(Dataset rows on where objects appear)
----------------

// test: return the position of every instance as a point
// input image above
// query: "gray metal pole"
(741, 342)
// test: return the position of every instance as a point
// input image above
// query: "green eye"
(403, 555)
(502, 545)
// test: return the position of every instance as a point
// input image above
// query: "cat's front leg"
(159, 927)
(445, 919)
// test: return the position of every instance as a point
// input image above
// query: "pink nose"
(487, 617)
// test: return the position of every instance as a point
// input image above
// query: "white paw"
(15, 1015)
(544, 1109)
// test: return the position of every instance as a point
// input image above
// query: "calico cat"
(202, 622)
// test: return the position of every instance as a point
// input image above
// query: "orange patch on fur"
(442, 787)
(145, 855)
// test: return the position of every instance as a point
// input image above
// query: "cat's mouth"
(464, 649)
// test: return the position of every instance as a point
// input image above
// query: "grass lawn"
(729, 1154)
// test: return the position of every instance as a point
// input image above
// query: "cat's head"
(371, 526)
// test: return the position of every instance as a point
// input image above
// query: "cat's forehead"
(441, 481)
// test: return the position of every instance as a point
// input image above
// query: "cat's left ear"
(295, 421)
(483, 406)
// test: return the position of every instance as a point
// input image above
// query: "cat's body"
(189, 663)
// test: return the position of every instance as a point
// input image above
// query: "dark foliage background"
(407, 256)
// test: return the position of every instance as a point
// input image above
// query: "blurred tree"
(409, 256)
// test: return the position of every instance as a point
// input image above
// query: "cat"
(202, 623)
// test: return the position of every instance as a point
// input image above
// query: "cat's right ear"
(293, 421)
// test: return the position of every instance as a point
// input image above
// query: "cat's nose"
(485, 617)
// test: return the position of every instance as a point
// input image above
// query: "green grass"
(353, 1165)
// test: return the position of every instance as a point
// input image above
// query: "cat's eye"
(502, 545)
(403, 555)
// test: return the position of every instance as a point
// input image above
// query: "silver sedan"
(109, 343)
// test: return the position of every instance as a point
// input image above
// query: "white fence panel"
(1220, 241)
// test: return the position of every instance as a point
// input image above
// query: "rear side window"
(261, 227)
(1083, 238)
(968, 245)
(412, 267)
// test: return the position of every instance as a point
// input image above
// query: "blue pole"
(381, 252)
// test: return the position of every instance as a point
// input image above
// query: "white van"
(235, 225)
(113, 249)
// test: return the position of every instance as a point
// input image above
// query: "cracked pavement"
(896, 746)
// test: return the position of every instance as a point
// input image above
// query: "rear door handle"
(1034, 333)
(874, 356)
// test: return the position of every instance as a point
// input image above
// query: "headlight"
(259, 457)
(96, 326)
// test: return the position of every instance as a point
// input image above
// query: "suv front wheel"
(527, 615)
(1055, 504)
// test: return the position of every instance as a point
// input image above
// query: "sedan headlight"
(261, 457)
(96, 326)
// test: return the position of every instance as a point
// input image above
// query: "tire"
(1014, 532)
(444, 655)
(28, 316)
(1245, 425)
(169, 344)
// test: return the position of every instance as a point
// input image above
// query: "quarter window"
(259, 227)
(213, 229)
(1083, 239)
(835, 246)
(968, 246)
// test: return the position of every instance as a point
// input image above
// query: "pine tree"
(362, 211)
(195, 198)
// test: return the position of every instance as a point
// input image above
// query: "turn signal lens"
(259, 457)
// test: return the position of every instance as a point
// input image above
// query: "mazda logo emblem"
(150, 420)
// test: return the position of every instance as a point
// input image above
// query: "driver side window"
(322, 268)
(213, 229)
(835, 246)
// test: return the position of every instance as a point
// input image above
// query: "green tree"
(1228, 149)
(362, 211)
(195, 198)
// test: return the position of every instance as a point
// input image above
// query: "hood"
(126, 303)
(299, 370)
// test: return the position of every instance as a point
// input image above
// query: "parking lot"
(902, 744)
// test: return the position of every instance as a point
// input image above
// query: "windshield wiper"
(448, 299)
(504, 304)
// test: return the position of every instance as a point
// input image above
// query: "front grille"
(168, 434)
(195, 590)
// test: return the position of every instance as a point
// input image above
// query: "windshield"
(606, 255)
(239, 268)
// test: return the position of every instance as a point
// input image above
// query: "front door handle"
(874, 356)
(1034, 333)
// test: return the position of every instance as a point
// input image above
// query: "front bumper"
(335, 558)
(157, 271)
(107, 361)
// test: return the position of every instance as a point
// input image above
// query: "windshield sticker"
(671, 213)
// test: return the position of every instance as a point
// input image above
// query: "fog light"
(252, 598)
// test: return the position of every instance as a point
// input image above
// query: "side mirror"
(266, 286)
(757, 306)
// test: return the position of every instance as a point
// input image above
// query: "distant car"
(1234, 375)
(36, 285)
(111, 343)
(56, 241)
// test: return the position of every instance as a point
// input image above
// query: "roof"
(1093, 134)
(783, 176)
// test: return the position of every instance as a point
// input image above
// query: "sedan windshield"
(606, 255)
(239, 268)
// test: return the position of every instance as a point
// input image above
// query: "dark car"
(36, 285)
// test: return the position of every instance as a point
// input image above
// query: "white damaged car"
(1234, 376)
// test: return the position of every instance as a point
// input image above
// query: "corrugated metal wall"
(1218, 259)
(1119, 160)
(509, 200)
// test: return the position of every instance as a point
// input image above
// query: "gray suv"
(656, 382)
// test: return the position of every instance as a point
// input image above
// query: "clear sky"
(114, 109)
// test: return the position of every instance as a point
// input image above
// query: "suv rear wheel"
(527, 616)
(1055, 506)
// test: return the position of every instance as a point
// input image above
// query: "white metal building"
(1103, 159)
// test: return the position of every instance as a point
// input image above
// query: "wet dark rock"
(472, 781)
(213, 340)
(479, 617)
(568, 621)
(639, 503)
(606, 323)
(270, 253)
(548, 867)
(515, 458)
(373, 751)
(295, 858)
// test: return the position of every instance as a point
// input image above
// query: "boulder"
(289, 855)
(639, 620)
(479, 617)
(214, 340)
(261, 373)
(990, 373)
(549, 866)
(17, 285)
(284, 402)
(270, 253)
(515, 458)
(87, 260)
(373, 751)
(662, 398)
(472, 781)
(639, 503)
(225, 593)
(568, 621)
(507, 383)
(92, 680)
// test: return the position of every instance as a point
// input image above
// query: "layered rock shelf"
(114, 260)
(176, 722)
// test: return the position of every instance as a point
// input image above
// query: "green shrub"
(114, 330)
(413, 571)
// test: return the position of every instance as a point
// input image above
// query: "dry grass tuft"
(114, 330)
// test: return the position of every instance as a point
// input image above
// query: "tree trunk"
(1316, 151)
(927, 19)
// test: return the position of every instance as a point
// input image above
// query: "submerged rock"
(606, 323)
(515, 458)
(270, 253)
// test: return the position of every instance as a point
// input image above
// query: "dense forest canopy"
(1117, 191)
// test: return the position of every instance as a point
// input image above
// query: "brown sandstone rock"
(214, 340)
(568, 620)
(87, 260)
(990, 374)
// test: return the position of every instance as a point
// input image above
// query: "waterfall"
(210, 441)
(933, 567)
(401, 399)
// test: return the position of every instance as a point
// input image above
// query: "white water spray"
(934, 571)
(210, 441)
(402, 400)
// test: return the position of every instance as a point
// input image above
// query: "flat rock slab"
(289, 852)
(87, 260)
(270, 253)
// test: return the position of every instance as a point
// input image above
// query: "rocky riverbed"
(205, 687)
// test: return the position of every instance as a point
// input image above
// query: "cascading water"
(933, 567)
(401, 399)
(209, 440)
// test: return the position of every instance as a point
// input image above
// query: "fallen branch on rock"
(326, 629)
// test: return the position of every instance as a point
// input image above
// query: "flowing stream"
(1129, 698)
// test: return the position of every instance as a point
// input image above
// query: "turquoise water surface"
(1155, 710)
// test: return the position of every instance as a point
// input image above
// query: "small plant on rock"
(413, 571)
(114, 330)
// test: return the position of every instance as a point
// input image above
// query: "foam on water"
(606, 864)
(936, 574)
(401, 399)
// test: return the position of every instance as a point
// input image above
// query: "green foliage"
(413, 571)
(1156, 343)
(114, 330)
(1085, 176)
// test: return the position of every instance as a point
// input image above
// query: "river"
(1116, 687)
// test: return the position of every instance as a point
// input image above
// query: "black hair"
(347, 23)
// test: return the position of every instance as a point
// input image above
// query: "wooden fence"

----------------

Requirements — Reproduce the items above verbatim, from the start of the items up to and including the line with "(544, 1109)".

Task output —
// test: return the position of every instance as a point
// input image above
// query: "gray metal pole"
(741, 342)
// test: return the position of every instance as a point
// input image above
// query: "green eye"
(403, 555)
(502, 545)
// test: return the position of every instance as a point
// input image above
// query: "cat's front leg"
(159, 927)
(445, 919)
// test: return the position of every instance as a point
// input image above
// query: "pink nose"
(487, 617)
// test: return the position of every instance as a point
// input image above
// query: "white paw"
(15, 1015)
(544, 1109)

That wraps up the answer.